(Items from a data source)
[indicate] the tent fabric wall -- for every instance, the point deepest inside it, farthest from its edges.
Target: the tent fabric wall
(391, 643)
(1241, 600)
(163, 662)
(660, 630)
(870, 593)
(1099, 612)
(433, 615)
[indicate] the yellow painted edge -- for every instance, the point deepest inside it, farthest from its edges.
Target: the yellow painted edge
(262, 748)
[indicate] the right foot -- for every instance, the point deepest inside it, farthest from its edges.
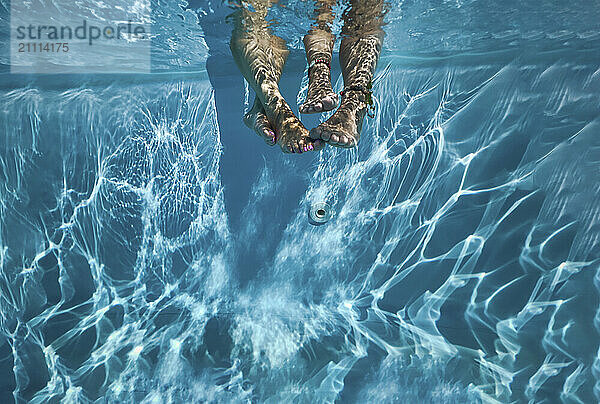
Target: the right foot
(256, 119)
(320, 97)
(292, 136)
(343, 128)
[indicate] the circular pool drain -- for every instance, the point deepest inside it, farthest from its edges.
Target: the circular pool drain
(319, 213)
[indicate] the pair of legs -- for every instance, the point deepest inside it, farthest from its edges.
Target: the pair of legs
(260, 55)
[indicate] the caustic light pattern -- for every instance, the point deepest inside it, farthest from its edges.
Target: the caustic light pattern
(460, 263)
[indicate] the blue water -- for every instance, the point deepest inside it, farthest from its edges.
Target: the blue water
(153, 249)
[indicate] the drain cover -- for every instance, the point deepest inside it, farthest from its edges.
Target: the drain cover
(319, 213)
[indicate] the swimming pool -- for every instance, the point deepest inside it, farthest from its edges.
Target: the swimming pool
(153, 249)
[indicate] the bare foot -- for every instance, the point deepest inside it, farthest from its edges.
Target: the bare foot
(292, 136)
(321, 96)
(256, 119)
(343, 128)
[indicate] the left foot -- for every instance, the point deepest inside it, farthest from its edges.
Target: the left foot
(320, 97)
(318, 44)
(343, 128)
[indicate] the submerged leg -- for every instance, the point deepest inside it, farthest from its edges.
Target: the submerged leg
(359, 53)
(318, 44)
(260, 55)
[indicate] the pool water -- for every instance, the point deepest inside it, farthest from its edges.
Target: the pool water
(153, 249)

**Set task**
Rewrite the lines from the one containing "[indicate] the blue" through the end of the records, inclusive, as a JSON list of strings with one string per line and blank lines omitted.

**Full response**
[
  "[indicate] the blue water -- for every instance, the point deepest inside it, farthest from its edges.",
  "Target: the blue water",
  "(153, 249)",
  "[indicate] the drain cover -- for every instance, the point deepest inside it, farthest from its edges.",
  "Target: the drain cover",
  "(319, 213)",
  "[indicate] the swimming pool -- for every instance, the point deepest inside it, farthest from its edges.",
  "Target: the swimming pool",
  "(153, 249)",
  "[indicate] the bare foot -- for every instance, the point deepest inside it, farthest from its edges.",
  "Target: the bare foot",
  "(292, 136)",
  "(321, 96)",
  "(256, 119)",
  "(343, 128)",
  "[indicate] the left foot -- for every instance, the point deepest inside it, farthest from its edges.",
  "Target: the left foot",
  "(320, 97)",
  "(318, 44)",
  "(343, 128)",
  "[indicate] the submerged leg -- for every instance, the point deepest inside it, farthest from its edges.",
  "Target: the submerged leg",
  "(359, 53)",
  "(318, 44)",
  "(260, 55)",
  "[indicate] the pool water -- for every instance, the point deepest inside it, farthest from its edges.",
  "Target: the pool water",
  "(153, 249)"
]